**Given text**
One factor I discovered was the additional risk from driving at night. Nationwide, 49% of fatal crashes happen at night, with a fatality rate per mile of travel about three times as high as daytime hours. (Source)

  • Solution: make an explicit effort to avoid driving at night. Use Anki to remember this association.
  • Solution: Look at your schedule and see if you can change a recurring night-time drive to the daytime.

Berkeley research on 1.4 million fatal crashes found that “fatal crashes were 14% more likely to happen on the first snowy day of the season compared with subsequent ones.” The suggested hypothesis is that people take at least a day to recalibrate their driving behavior in light of new snow. 

  • Solution: make an explicit effort to avoid driving on the first snowy day after a sequence of non-snowy ones. Use Anki to remember this association.

Another valuable factoid: 77% of weather-related fatalities (and 75% of all crashes!) involve wet pavement.

**Problems and tasks**
a. Answer these from the driving-risk text:
(i) What share of fatal crashes nationwide happen at night?
(ii) How many fatal crashes did the Berkeley research cover?
(iii) What percentage of weather-related fatalities involve wet pavement?
b. Put this sentence from the driving-risk text into Spanish: "The suggested hypothesis is that people take at least a day to recalibrate their driving behavior in light of new snow."
c. Carry the driving-risk text forward from its last sentence.
The listing that follows the text comes from a separate source.

Dataset items
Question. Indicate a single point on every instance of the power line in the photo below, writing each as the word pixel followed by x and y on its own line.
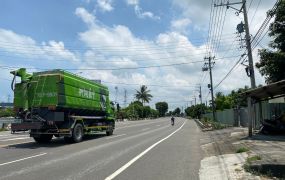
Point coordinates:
pixel 107 69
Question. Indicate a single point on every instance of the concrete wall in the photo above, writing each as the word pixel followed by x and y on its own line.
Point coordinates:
pixel 239 117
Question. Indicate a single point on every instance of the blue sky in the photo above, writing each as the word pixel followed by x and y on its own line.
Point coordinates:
pixel 104 34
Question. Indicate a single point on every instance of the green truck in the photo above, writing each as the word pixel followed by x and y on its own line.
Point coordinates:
pixel 61 104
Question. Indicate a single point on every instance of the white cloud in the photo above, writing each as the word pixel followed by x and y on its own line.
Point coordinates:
pixel 118 47
pixel 139 11
pixel 145 14
pixel 105 5
pixel 132 2
pixel 180 25
pixel 25 46
pixel 85 16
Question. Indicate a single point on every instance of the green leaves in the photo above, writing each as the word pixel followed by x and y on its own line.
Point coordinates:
pixel 162 108
pixel 272 63
pixel 143 94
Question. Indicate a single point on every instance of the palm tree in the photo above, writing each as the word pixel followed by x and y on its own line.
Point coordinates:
pixel 143 94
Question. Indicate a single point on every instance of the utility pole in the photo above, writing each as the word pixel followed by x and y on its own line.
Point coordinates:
pixel 125 98
pixel 200 95
pixel 249 54
pixel 116 88
pixel 208 66
pixel 9 97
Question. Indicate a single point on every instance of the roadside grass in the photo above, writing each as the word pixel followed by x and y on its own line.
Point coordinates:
pixel 242 149
pixel 214 125
pixel 3 129
pixel 247 166
pixel 249 160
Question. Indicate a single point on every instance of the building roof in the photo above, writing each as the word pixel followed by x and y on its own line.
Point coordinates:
pixel 6 104
pixel 269 91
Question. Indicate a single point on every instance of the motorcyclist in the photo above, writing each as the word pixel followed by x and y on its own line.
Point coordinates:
pixel 172 121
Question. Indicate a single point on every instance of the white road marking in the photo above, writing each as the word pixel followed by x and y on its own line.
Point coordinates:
pixel 22 159
pixel 6 145
pixel 119 135
pixel 145 129
pixel 13 139
pixel 128 164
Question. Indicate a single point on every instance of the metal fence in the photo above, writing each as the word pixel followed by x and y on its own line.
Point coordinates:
pixel 239 117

**Answers for the exercise**
a.
(i) 49%
(ii) 1.4 million
(iii) 77%

b. La hipótesis sugerida es que las personas tardan al menos un día en reajustar su comportamiento al volante ante la nieve nueva.

c.
Statistics are available for other weather-related issues, but the data I found wasn’t adjusted for the relative frequencies of various weather conditions. That’s problematic; it might be that fog, for example, is horrendously dangerous compared to ice or slush, but it’s rarer and thus kills fewer people. I’m interested in looking at appropriately adjusted statistics. 

Other considerations

  • Teen drivers are apparently way worse at not dying in cars than older people. So if you’re a teenager, take the outside view and accept that you (not just ‘other dumb teenagers’) may need to take particular care when driving. Relevant information about teen driving is available here.

  • Alcohol use appeared so often during my research that I didn’t even bother including stats about it. Likewise for wearing a seatbelt.

  • Since I’m not in the market for a car, I didn’t look into vehicle choice as a way to decrease personal existential risk. But I do expect this to be relevant to increasing driving safety.

  • “The most dangerous month, it turns out, is August, and Saturday the most dangerous day, according to the National Highway Traffic Safety Administration.” I couldn’t tell whether this was because of increased amount of driving or an increased rate of crashes.

  • This site recommends driving with your hands at 9 and 3 for increased control. The same site claims that “Most highway accidents occur in the left lane” because the other lanes have “more ‘escape routes’ should a problem suddenly arise that requires you to quickly change lanes”, but I found no citation for the claim.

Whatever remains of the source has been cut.